Items from a dataset:
'''
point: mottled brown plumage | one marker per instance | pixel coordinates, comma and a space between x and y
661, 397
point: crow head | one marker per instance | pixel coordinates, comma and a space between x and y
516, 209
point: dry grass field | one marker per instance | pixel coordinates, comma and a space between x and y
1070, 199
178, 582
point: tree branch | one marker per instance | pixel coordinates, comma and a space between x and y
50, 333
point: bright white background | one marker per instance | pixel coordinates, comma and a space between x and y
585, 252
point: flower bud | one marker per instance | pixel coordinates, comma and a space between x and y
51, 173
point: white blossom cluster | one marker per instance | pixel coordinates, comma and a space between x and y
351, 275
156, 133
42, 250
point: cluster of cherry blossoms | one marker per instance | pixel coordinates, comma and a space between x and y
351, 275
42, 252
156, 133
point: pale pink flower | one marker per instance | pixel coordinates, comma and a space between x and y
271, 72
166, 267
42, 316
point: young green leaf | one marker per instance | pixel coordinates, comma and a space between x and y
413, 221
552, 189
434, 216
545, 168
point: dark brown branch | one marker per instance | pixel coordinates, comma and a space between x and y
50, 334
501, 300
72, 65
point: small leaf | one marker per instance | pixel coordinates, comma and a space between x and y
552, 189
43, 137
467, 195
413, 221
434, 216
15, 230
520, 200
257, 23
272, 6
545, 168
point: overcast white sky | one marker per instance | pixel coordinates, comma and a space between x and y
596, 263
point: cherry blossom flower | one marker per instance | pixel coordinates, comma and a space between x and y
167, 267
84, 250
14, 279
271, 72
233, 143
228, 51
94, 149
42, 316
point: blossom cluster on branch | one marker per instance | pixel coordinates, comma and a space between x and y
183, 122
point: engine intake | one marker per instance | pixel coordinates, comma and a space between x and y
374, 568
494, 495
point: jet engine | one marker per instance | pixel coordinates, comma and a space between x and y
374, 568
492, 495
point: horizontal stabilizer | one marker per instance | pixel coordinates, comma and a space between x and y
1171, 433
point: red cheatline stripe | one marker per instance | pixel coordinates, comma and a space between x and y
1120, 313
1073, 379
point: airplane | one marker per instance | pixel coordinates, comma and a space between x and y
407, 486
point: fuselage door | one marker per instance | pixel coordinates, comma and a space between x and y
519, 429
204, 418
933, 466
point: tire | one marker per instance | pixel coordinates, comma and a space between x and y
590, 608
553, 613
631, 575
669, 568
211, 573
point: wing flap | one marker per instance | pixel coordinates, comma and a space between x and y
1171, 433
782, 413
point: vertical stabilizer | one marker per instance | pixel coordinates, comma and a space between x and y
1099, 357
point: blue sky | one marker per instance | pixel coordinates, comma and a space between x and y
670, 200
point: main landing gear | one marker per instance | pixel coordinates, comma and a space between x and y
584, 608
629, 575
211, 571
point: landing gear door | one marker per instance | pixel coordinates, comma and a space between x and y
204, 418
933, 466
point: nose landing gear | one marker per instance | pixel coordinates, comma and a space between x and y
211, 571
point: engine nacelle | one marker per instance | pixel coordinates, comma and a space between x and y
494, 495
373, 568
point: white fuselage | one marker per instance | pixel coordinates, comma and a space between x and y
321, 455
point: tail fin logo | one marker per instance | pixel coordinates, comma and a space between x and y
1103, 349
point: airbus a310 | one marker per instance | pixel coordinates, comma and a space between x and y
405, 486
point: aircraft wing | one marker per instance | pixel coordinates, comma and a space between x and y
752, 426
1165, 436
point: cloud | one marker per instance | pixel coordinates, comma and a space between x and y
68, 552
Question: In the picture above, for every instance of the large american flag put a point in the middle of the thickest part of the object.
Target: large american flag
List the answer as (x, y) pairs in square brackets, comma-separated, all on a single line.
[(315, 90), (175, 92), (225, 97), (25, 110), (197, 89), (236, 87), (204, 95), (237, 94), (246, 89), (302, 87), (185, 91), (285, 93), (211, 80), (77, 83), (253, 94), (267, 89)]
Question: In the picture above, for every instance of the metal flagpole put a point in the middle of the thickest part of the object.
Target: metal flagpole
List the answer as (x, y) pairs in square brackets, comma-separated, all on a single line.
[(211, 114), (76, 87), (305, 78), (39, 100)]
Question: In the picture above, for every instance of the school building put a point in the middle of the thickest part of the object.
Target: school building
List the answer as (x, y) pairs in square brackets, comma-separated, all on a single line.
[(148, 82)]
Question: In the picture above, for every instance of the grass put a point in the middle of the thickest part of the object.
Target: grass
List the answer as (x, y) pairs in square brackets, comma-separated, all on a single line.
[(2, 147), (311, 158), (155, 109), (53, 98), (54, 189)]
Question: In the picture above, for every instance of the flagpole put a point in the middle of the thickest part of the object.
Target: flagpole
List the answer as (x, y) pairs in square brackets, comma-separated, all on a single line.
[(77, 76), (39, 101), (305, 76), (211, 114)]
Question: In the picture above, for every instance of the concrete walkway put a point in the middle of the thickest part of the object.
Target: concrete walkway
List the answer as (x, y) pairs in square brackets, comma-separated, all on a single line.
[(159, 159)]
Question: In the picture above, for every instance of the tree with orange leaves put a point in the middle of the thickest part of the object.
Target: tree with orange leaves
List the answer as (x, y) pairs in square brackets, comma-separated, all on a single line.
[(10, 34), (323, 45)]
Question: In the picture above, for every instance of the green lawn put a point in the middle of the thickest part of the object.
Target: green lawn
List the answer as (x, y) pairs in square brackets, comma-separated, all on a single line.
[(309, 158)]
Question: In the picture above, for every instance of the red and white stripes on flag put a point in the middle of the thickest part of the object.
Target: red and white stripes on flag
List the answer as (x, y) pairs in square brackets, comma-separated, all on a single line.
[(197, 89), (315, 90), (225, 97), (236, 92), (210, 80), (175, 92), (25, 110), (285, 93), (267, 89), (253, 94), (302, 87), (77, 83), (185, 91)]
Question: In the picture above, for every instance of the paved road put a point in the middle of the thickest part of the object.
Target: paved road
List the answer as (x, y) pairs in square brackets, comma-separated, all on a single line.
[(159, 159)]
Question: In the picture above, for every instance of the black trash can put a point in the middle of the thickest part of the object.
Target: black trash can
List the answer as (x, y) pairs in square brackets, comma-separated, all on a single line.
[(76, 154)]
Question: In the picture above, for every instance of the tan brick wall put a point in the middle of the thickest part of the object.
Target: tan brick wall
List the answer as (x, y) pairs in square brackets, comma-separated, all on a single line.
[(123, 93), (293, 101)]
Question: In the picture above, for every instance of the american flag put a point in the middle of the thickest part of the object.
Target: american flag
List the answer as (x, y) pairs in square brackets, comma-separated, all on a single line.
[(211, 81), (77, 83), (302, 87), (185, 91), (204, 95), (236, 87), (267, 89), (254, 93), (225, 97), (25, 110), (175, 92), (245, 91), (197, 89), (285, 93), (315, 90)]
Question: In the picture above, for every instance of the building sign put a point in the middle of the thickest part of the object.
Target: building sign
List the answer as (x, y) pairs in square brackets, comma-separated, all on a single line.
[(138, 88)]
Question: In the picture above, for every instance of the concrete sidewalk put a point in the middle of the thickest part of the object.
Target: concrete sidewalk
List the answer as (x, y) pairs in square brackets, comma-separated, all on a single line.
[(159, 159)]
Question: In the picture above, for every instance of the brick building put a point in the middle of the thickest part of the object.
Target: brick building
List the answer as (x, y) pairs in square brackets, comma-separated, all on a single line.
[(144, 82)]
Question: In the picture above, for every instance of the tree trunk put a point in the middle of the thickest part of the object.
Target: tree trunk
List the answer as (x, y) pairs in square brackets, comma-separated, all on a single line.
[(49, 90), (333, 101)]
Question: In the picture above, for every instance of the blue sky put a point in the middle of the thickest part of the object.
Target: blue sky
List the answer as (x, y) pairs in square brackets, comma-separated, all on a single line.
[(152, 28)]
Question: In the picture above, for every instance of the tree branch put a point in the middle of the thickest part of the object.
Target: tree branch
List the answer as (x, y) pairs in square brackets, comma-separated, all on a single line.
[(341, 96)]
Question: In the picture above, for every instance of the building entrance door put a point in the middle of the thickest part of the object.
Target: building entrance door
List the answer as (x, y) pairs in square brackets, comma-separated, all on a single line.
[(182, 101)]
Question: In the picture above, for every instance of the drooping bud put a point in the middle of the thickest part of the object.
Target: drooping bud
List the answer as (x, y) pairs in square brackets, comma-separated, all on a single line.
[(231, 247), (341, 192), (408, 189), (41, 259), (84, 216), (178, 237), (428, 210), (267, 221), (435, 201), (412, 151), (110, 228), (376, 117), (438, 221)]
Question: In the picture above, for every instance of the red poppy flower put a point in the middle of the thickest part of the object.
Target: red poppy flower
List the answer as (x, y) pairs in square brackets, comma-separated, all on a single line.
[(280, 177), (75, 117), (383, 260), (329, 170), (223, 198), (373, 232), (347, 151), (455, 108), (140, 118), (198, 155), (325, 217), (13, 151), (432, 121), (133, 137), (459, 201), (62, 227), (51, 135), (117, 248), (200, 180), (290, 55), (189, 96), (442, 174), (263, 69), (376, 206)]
'''
Repeat the records above, starting at the line that contains "point: fuselage door" and ending at the line that contains "94), (267, 89)]", with both of those lines included.

point: fuselage door | one marker per instance | pixel coordinates, comma and a space between x and y
519, 429
204, 418
933, 466
point: tire | one marker per instance | pixel coordinates, comma and a space between x and y
590, 608
553, 613
631, 575
669, 568
211, 573
point: wing flap | one marker per instance | pixel coordinates, comma and a space between x and y
1171, 433
782, 413
point: vertical stabilizer | one marker per instance | pixel coordinates, comma and a space between x and y
1099, 357
point: blue sky | one marker per instance | pixel coordinates, comma and a space between x and y
670, 200
point: main landing gear | one marker per instance | pixel coordinates, comma and a space between x and y
584, 608
629, 575
211, 571
point: landing gear door | one marker per instance | pixel coordinates, comma and a space between x and y
204, 418
933, 466
point: nose landing gear | one marker per instance | pixel coordinates, comma and a space between x and y
211, 571
point: engine nacelle | one marker per instance | pixel coordinates, comma and a space between x and y
494, 495
373, 568
point: white fuselage | one marker per instance | pixel coordinates, comma and a space between x and y
321, 455
point: tail fin logo | one marker per instance | pixel coordinates, comma and a space between x and y
1103, 349
point: airbus a310 | one marker per instance | pixel coordinates, comma and a space between x and y
405, 486
point: aircraft wing | one marker per instance | pixel coordinates, comma and a space between x and y
752, 426
1165, 436
point: cloud | one marker per instance | pixel coordinates, comma and a space between x and y
68, 552
Question: In the picture above, for every instance of the large american flag put a point in the middle of the thickest part of the object.
Target: large american flag
List the answer as (x, y) pairs in square brackets, comma-separated, all on a single line.
[(315, 90), (175, 92), (225, 97), (25, 110), (197, 89), (236, 87), (204, 95), (237, 94), (246, 89), (302, 87), (185, 91), (285, 93), (211, 80), (77, 83), (253, 94), (267, 89)]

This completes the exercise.